Testo mostrato —
══════════════════════════════

Sanremo. “Non c’è nulla di più incosciente che amare”, a ricordarcelo è Achille Lauro in cima alla rosa rossa a gambo lungo, omaggio alla Sala Stampa la sera di San Valentino, fiore che mia nipote ha ordinato di conservare per sempre.
E non è un caso che proprio venerdì 14 febbraio si siano tenuti i duetti che, per il secondo anno consecutivo, Arti e Spettacolo ha avuto il piacere di ascoltare in anteprima durante le prove pomeridiane.
Così dopo avere incontrato Bresh nel foyer dell’Ariston, e avere scambiato con lui due chiacchiere sull’interesse per il rap e la drill che lui e in genere tutto il “gruppo dei genovesi” ha suscitato anche in coloro che non fanno parte della generazione Z, ho preso posto in seconda fila.
Per intenderci è il posto poi occupato durante la trasmissione televisiva da Anna Falchi che, per le dimensioni del teatro (nella realtà è molto più piccolo di quanto la regia faccia apparire), significa quasi essere sul palco con l’artista.
La splendida scenografia firmata dall’architetto e scenografo Riccardo Bocchini, intervenuto sul precedente lavoro di Gaetano e Maria Chiara Castelli, è formata da tanti pixel blu che con gli effetti speciali come le scintille sparkular – una sorta di fuochi pirotecnici ottenuti con l’utilizzo di polveri – contribuiscono a creare un’atmosfera surreale.
In più la forma avvolgente del fondale che, per via delle coste orizzontali in rilievo, ricorda il ventre di una balena o la carena di una nave, dà la sensazione di sinuosità e plasticità dello spazio che fa sentire il pubblico avvolto e coinvolto da tutto quello che accade in scena.
Il proscenio termina con i gradini in plexiglass dove al lato destro è posizionata l’orchestra di Sanremo con i maestri che si alternano sul podio, a sinistra in basso gli archi dell’omonima sinfonica e in alto i coristi che guardano dal lato opposto i tecnici del suono.
Nessuno però si muove o inizia a cantare o suonare o semplicemente a movimentare gli oggetti e gli strumenti senza che Pippo Balestrieri – per la 42esima volta direttore del palco di Sanremo – non dia l’ordine di farlo.
Sì perché se non ci fosse lui non si riuscirebbero a rispettare i tempi, né delle prove che sarebbero infinite per la ricerca della perfezione del suono o del gesto, né tanto meno della messa in onda, altro che andamento incalzante di Carlo Conti!

══════════════════════════════

Dati forniti —

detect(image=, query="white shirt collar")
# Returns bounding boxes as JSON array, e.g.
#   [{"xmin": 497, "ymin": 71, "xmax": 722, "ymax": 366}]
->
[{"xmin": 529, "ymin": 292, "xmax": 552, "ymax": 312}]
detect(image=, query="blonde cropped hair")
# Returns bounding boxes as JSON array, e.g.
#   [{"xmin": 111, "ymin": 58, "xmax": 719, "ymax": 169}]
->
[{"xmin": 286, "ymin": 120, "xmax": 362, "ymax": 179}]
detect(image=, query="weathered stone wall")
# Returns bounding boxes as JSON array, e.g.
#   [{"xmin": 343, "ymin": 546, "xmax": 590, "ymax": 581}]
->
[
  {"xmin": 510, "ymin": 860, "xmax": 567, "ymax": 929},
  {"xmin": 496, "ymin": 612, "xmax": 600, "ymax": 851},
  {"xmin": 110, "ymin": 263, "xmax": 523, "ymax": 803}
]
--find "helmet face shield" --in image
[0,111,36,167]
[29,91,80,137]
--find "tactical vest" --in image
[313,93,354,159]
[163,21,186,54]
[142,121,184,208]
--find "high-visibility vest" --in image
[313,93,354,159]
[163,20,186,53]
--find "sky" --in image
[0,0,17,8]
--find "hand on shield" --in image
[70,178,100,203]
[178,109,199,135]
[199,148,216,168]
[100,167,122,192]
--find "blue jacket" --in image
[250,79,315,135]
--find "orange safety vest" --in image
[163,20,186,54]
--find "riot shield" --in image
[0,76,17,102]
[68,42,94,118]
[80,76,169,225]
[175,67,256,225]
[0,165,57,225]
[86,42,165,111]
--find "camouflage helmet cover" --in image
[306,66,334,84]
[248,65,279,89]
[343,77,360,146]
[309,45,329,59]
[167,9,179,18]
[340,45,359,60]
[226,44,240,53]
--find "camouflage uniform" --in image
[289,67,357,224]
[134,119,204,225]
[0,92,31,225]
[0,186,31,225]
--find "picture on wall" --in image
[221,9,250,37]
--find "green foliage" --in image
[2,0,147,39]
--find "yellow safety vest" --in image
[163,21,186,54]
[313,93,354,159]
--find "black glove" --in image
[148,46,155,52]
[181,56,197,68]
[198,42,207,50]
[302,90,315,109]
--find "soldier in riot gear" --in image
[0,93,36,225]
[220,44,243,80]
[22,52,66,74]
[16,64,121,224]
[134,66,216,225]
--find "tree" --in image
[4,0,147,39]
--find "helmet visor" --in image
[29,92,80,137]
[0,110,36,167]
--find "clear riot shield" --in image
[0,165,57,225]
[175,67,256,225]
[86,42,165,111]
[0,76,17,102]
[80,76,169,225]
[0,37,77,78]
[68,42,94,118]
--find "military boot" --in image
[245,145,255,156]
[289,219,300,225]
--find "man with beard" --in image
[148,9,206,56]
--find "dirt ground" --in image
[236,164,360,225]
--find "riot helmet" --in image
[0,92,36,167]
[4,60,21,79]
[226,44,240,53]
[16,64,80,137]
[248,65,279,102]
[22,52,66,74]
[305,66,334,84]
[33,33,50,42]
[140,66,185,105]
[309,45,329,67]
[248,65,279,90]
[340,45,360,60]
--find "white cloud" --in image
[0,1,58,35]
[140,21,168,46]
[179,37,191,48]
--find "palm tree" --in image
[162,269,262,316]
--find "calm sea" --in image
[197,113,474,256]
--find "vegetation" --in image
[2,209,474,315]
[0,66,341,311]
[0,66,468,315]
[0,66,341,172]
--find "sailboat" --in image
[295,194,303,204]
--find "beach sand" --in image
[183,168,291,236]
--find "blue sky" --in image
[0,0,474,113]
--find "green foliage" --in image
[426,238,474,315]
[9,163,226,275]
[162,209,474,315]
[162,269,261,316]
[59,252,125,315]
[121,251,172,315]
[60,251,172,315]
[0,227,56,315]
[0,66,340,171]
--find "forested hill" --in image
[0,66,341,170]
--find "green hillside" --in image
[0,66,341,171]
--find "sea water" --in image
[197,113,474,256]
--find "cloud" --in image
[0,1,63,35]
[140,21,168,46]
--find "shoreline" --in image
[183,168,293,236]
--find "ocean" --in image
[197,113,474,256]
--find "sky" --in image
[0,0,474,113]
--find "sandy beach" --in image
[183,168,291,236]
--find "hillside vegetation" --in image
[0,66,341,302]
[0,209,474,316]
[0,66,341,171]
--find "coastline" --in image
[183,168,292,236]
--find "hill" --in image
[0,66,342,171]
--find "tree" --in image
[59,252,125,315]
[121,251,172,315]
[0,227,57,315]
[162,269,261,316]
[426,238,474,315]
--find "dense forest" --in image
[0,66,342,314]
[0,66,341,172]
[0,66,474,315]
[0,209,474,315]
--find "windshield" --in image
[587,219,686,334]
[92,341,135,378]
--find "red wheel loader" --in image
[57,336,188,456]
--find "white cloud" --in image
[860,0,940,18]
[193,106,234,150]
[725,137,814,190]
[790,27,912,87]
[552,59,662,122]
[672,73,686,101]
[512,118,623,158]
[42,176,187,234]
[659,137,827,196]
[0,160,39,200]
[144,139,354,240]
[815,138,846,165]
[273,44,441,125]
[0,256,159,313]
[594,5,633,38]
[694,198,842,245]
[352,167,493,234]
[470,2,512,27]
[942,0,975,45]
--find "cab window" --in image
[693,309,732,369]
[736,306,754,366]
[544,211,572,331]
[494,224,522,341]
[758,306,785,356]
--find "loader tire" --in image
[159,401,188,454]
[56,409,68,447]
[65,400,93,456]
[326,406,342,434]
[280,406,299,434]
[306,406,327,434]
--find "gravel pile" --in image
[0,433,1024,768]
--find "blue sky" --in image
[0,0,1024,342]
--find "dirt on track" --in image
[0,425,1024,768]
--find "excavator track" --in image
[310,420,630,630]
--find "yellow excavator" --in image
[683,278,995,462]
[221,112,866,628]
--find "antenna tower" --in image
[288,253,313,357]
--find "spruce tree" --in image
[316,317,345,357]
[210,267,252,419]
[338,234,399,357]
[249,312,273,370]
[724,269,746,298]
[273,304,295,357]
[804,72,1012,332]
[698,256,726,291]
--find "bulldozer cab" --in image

══════════════════════════════

Istruzioni da seguire — Cita alla lettera il passo del resoconto su Sanremo che va da "Per intenderci è" fino a "palco con l’artista.".

Risposta al compito —
Per intenderci è il posto poi occupato durante la trasmissione televisiva da Anna Falchi che, per le dimensioni del teatro (nella realtà è molto più piccolo di quanto la regia faccia apparire), significa quasi essere sul palco con l’artista.